[Rows contained in a dataset]
- - - - - - -
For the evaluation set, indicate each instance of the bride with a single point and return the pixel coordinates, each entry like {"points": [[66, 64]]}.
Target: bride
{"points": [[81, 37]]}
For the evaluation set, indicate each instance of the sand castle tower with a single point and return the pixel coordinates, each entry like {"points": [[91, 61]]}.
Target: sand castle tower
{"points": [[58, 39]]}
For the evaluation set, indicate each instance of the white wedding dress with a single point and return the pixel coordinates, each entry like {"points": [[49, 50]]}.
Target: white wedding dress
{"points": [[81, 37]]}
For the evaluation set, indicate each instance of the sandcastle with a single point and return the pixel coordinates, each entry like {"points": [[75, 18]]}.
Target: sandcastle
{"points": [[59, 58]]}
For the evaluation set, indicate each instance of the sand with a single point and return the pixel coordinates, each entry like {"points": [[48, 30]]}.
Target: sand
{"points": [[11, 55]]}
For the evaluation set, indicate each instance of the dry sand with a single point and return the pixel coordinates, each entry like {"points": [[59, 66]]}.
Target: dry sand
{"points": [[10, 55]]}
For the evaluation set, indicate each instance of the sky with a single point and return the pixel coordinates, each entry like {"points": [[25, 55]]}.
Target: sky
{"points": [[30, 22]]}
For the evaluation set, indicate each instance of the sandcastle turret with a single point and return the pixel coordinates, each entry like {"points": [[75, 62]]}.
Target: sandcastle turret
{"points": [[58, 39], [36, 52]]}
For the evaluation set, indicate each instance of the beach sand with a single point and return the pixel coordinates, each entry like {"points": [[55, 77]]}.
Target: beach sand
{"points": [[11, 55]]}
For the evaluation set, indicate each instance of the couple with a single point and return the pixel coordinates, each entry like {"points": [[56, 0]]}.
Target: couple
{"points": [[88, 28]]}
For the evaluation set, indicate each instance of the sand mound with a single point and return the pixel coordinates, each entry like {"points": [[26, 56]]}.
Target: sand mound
- - - - - - -
__INSTRUCTION__
Quote all of the rows above word for word.

__WRITTEN RESPONSE__
For the evaluation set, indicate each instance of the bride with a single point and return the pixel coordinates, each entry like {"points": [[66, 64]]}.
Target: bride
{"points": [[81, 37]]}
For the evaluation set, indicate each instance of the sand castle tower with a single point and return the pixel coordinates, each entry like {"points": [[91, 61]]}.
Target: sand castle tower
{"points": [[58, 39]]}
For the evaluation set, indicate each instance of the white wedding dress with a single point and return the pixel coordinates, each entry like {"points": [[49, 50]]}.
Target: white wedding dress
{"points": [[81, 37]]}
For the evaluation set, indicate each instance of the sandcastle with a single point and return the pixel coordinates, each entry like {"points": [[75, 18]]}.
Target: sandcastle
{"points": [[59, 58]]}
For the evaluation set, indicate each instance of the sand with a single point and return the pixel coordinates, each entry like {"points": [[48, 30]]}.
Target: sand
{"points": [[11, 55]]}
For the evaluation set, indicate each instance of the dry sand with a single point and return the pixel coordinates, each entry like {"points": [[59, 66]]}.
Target: dry sand
{"points": [[10, 55]]}
For the evaluation set, indicate each instance of the sky with a single point and return the pixel coordinates, each entry like {"points": [[25, 55]]}.
Target: sky
{"points": [[30, 22]]}
For the evaluation set, indicate each instance of the sandcastle turret with a single point and return the pixel coordinates, each entry like {"points": [[75, 62]]}.
Target: sandcastle turret
{"points": [[58, 39], [36, 52]]}
For the evaluation set, indicate each instance of the beach sand with a single point and return the pixel coordinates, each entry like {"points": [[55, 77]]}.
Target: beach sand
{"points": [[11, 55]]}
For the evaluation set, indicate each instance of the couple with a single point and return the pixel coordinates, each entry like {"points": [[56, 0]]}.
Target: couple
{"points": [[88, 28]]}
For the evaluation set, indicate each instance of the sand mound with a single point and return the pixel coordinates, each entry like {"points": [[26, 56]]}.
Target: sand mound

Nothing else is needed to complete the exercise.